(Exercise data)

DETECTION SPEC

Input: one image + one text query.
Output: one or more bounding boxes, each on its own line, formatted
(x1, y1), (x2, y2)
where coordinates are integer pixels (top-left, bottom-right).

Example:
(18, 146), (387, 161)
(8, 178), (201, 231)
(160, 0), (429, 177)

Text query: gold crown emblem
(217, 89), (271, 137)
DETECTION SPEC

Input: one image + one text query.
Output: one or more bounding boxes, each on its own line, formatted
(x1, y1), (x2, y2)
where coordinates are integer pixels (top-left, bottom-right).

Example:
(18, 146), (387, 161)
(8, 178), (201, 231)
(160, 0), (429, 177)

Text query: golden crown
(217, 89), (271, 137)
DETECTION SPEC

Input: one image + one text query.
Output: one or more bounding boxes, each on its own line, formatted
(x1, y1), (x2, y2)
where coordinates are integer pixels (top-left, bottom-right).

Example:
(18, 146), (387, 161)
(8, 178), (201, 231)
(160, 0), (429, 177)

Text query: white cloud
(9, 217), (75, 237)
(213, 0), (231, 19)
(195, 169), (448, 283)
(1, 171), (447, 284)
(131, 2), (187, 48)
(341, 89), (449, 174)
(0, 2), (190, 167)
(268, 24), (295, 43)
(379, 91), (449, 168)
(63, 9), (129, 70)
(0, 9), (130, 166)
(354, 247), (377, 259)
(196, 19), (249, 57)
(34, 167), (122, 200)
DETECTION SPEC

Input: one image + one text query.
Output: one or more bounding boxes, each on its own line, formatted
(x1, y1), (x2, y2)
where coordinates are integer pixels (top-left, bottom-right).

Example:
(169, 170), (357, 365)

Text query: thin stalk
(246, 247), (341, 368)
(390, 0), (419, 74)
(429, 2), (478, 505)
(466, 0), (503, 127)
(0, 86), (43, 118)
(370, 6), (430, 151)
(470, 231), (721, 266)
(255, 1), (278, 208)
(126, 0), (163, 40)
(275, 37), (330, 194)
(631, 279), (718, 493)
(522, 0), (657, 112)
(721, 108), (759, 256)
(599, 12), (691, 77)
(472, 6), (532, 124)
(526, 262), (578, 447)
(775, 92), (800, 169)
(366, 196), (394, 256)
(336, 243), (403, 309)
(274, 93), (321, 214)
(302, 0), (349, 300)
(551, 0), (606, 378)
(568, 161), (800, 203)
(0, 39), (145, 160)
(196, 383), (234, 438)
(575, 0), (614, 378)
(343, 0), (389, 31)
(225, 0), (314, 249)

(End Exercise data)

### Exercise directions
Each line above must be reproduced exactly as it stands.

### The completed task
DETECTION SPEC

Input: one image + one text query.
Output: one or more bounding boxes, each on its own line, formatted
(x1, y1), (x2, y2)
where coordinates are integer pixels (top-left, bottom-right).

Example:
(18, 146), (387, 161)
(8, 178), (201, 231)
(160, 0), (429, 177)

Text query: gold crown emblem
(217, 89), (271, 137)
DETECTION SPEC

Input: one image + one text query.
Output: one or more bounding boxes, each on its own line, formatted
(x1, y1), (x2, y2)
where coordinates are integer pixels (top-left, bottom-right).

Example:
(18, 146), (387, 161)
(8, 178), (201, 231)
(160, 0), (429, 177)

Text query: golden crown
(217, 89), (271, 137)
DETECTION SPEC

Input: one image + one text query.
Output: one or more bounding boxes, each on its own line, formatted
(x1, y1), (x2, y2)
where coordinates are integer pixels (top-left, bottom-right).

Example:
(18, 146), (387, 161)
(8, 178), (201, 231)
(160, 0), (429, 177)

Text query: white cloud
(9, 217), (75, 237)
(213, 0), (231, 19)
(195, 169), (448, 283)
(1, 171), (447, 284)
(131, 2), (187, 48)
(341, 89), (449, 174)
(0, 2), (190, 167)
(268, 24), (295, 43)
(379, 91), (449, 168)
(63, 9), (129, 70)
(0, 9), (130, 166)
(354, 247), (377, 259)
(196, 19), (249, 57)
(34, 167), (122, 200)
DETECTION SPEC

Input: one image + one text query.
Output: one or more bounding boxes, each on its own line, formatted
(x1, y1), (x2, y2)
where coordinates are integer pixels (top-left, bottom-right).

Example:
(169, 170), (357, 365)

Text query: thin stalk
(246, 247), (341, 368)
(390, 0), (419, 74)
(429, 2), (478, 505)
(466, 0), (503, 127)
(0, 86), (43, 118)
(370, 6), (430, 151)
(470, 231), (721, 266)
(255, 1), (278, 208)
(126, 0), (163, 40)
(275, 37), (330, 194)
(631, 279), (718, 493)
(522, 0), (657, 112)
(721, 108), (759, 256)
(599, 12), (691, 77)
(472, 6), (532, 124)
(526, 262), (578, 447)
(775, 92), (800, 169)
(366, 196), (394, 256)
(336, 243), (403, 309)
(274, 93), (321, 214)
(302, 0), (349, 300)
(551, 0), (606, 378)
(568, 161), (800, 203)
(0, 39), (145, 160)
(196, 383), (234, 438)
(575, 0), (614, 378)
(343, 0), (389, 31)
(225, 0), (314, 249)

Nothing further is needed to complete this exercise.